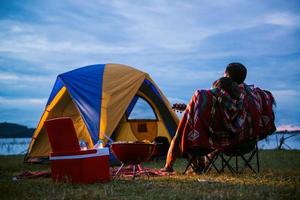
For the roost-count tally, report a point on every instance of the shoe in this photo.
(167, 169)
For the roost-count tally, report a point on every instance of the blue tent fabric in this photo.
(153, 88)
(131, 105)
(85, 87)
(56, 88)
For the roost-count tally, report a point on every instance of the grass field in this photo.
(279, 179)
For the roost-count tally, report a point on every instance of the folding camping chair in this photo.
(68, 162)
(246, 152)
(194, 157)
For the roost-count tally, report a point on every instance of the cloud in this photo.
(288, 127)
(20, 102)
(183, 45)
(282, 19)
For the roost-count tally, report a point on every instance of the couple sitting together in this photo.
(229, 114)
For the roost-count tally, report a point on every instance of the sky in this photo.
(183, 45)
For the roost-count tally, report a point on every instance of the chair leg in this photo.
(236, 164)
(257, 159)
(227, 164)
(212, 163)
(188, 165)
(247, 161)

Task requirements — Print the material above verbatim, no images.

Output for this exercise —
For the roost-count tally, report a point on every instance of the shoe in this photo.
(167, 169)
For the roost-count tally, report a point on every instance of the blue tent fabric in this photo.
(153, 88)
(131, 105)
(85, 87)
(56, 88)
For the roost-count tally, report a point on every instance of the grass field in this photo.
(279, 179)
For the roost-count tally, report a point on every instance of the folding camping chair in this photo.
(68, 162)
(246, 152)
(194, 157)
For the roost-count tally, report a point on every instance of the cloud in this photo.
(288, 127)
(20, 102)
(183, 45)
(282, 19)
For the roost-count tally, report a point on every instance of the couple sitting together in this photo.
(229, 114)
For the roost-count tally, report a point on every instance of the sky in this photo.
(183, 45)
For the roost-count tally, report a point on every instance of the chair leg in this photo.
(236, 164)
(257, 159)
(227, 164)
(212, 163)
(188, 165)
(247, 161)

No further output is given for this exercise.